» What you have to do:
Render all of the material below as a JSON list of strings, one string for each line, with blank lines omitted and the pictures left out.

============================================================

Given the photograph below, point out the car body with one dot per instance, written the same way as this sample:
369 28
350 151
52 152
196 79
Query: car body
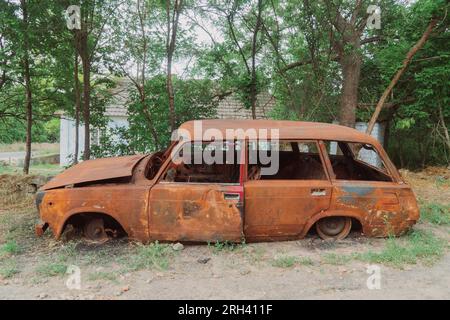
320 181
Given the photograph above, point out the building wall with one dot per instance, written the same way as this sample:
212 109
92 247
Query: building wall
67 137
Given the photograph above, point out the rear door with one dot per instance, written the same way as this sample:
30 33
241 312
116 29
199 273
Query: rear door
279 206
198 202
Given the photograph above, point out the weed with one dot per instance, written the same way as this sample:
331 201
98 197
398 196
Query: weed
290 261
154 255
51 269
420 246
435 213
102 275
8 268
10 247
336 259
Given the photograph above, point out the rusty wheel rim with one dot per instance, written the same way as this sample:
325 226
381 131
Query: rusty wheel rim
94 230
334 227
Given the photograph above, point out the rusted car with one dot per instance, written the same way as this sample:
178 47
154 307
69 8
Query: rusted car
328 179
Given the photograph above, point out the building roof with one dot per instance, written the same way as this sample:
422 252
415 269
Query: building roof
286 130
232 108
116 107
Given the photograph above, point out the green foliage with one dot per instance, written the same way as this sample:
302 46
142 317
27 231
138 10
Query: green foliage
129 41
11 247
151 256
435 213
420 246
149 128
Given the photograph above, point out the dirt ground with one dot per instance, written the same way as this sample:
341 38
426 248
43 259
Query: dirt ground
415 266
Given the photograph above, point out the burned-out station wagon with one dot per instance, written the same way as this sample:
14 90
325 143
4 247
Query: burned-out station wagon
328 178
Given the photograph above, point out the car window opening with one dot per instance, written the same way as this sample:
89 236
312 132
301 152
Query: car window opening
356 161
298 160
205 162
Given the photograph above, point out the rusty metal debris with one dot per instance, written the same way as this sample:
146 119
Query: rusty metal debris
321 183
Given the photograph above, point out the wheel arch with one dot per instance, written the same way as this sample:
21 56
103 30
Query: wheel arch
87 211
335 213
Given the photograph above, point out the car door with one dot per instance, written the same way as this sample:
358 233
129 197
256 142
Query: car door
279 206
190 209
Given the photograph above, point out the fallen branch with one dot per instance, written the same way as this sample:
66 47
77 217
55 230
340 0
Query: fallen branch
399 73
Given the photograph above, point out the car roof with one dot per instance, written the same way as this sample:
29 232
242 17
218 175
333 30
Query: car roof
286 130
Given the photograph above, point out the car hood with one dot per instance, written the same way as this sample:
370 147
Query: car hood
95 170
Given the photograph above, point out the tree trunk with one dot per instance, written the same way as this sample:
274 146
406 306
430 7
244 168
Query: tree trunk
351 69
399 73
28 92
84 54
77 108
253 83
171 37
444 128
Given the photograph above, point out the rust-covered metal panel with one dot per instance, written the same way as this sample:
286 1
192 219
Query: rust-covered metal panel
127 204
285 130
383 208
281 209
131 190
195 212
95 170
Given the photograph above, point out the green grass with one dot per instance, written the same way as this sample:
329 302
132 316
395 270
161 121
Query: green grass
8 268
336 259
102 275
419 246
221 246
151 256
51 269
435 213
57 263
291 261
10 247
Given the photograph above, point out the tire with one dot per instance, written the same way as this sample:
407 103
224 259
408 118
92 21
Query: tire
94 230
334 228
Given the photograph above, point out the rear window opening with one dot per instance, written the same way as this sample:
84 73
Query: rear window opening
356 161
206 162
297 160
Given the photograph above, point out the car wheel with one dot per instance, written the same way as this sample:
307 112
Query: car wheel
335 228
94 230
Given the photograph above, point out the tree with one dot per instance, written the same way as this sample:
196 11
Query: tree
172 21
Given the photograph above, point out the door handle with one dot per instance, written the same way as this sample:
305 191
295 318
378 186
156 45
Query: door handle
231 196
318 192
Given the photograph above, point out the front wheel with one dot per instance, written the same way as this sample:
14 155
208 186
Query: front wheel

============================================================

» Task output:
[
  "Given the photograph below, point out the car body with one dot per instance, written the same way as this sample:",
  "369 28",
  "350 151",
  "52 152",
  "196 79",
  "Query: car body",
  "320 181",
  "Given the photograph above, point out the building wall with one dot per instance, written the same way as this sample:",
  "212 109",
  "92 247",
  "Query: building wall",
  "67 137",
  "Given the photograph above, point out the rear door with one dot per instance, written the same way as this sample:",
  "30 33",
  "241 312",
  "116 29",
  "199 273",
  "Query: rear door",
  "279 206",
  "198 202",
  "Given the photograph above, point out the weed with one dot per instance, written the same way as this sample:",
  "331 201",
  "98 197",
  "398 196",
  "Query: weed",
  "290 261",
  "154 255",
  "51 269",
  "420 246",
  "435 213",
  "102 275",
  "8 268",
  "10 247",
  "336 259",
  "Given the photograph above, point out the rusty wheel rim with one dot per instance, written the same way as this sample:",
  "325 226",
  "381 131",
  "Query: rusty wheel rim",
  "94 230",
  "334 227",
  "Given the photograph above, point out the rusted car with one dot per instance, written the same way as this sample:",
  "178 47",
  "154 307",
  "69 8",
  "Query: rusted car",
  "328 179",
  "Given the photograph above, point out the building roof with one dot per instance, written the same way as this sample:",
  "422 252",
  "415 269",
  "Query: building roof",
  "286 130",
  "232 108",
  "116 107",
  "Given the photograph above, point out the green foliage with one dot per instance, written the same way as this sample:",
  "302 46",
  "142 317",
  "27 231",
  "138 10",
  "Query: green foliage",
  "129 41",
  "11 247",
  "151 256",
  "435 213",
  "420 246",
  "149 128",
  "Given the photograph above, point out the dirt ground with one dot per instance, written the same way as this sample:",
  "341 38",
  "426 248",
  "43 259",
  "Query: dirt ground",
  "415 266",
  "Given the photograph above, point out the burned-out station wagon with one dot per instance, written the same way as this sample:",
  "14 90",
  "325 143",
  "4 247",
  "Query: burned-out station wagon",
  "328 178",
  "Given the photograph above, point out the car window opening with one dot per instance, written the same way as this sample:",
  "89 236",
  "312 132",
  "301 152",
  "Query: car window opening",
  "356 161",
  "298 160",
  "205 162",
  "Given the photograph above, point out the rusty metal debris with one dot per instance, written the same way as this sample:",
  "146 119",
  "Query: rusty metal debris",
  "321 183",
  "Given the photograph above, point out the wheel arch with one dot per instance, written the same way as this sample:",
  "21 56",
  "103 30",
  "Query: wheel arch",
  "87 211",
  "335 213",
  "Given the photograph above, point out the car door with one dot per instance, written the same way as this sample:",
  "358 233",
  "129 197",
  "256 142",
  "Query: car door",
  "279 206",
  "190 209",
  "Given the photograph above, point out the fallen branch with one dot per instance, written the same way as this sample:",
  "66 47",
  "77 217",
  "55 230",
  "340 0",
  "Query: fallen branch",
  "399 73",
  "Given the photograph above, point out the car roof with one dot per instance, written the same way as this sample:",
  "29 232",
  "242 17",
  "218 175",
  "333 30",
  "Query: car roof",
  "286 130",
  "Given the photograph above, point out the car hood with one dot per instance, written the same way as this sample:",
  "370 147",
  "Query: car hood",
  "95 170",
  "Given the photograph above, point out the tree trunk with one dot per instance, written the same way as this sample:",
  "274 146",
  "406 306",
  "430 7",
  "244 168",
  "Query: tree trunk",
  "351 69",
  "399 73",
  "28 92",
  "84 54",
  "77 108",
  "253 83",
  "171 37",
  "444 128",
  "Given the photograph above, point out the rust-covered metal panel with one dot per instance, written the same way as this sample:",
  "286 1",
  "192 219",
  "Query: rust-covered metal panel",
  "127 204",
  "285 130",
  "383 208",
  "281 209",
  "131 190",
  "195 212",
  "95 170",
  "Given the photograph above, point out the green grass with one dot per instance, written the same way as this sample:",
  "329 302",
  "132 316",
  "395 270",
  "161 121",
  "Query: green grass",
  "8 268",
  "336 259",
  "102 275",
  "419 246",
  "221 246",
  "151 256",
  "51 269",
  "435 213",
  "57 263",
  "291 261",
  "10 247",
  "Given the photograph above, point out the tire with one dot per instance, written the same way as this sample:",
  "407 103",
  "224 259",
  "408 118",
  "92 21",
  "Query: tire",
  "94 230",
  "334 228",
  "Given the photograph above, point out the rear window opening with one dot per instance, written the same way as this sample:",
  "84 73",
  "Query: rear window opening",
  "356 161",
  "206 162",
  "297 160",
  "Given the photograph above, point out the car wheel with one dot per instance, written the same way as this sample:",
  "307 112",
  "Query: car wheel",
  "335 228",
  "94 230",
  "Given the photograph above, point out the tree with one dot per instance, written the same way as this sample:",
  "196 11",
  "Query: tree",
  "172 21",
  "Given the photograph above, point out the door handle with one dot per instance, written the same way as this sample:",
  "305 191",
  "295 318",
  "378 186",
  "156 45",
  "Query: door handle",
  "231 196",
  "318 192",
  "Given the photograph above, point out the front wheel with one dot per instance, written the same way as this sample:",
  "14 155",
  "208 186",
  "Query: front wheel"
]